### Task brief
Copy the material below word for word, leaving out the pictures.

### Data for the task
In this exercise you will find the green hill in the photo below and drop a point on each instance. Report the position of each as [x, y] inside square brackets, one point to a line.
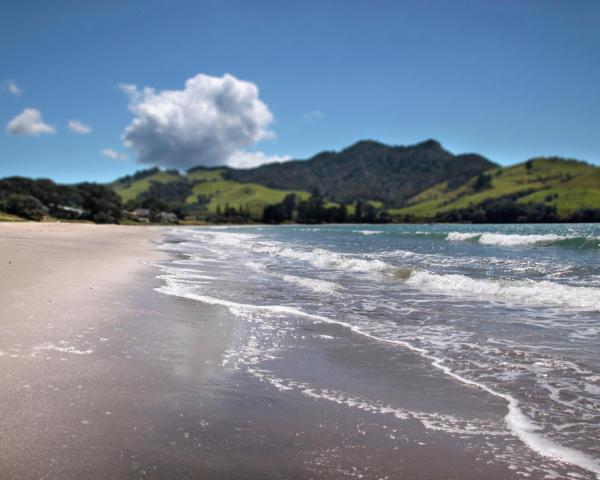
[418, 182]
[568, 185]
[202, 187]
[369, 170]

### Written reply
In this exercise you will find the green hill in the photo below and drop a point on each instance. Report the position of each as [x, y] inside square brackets, one point to a line.
[418, 182]
[568, 185]
[202, 187]
[369, 170]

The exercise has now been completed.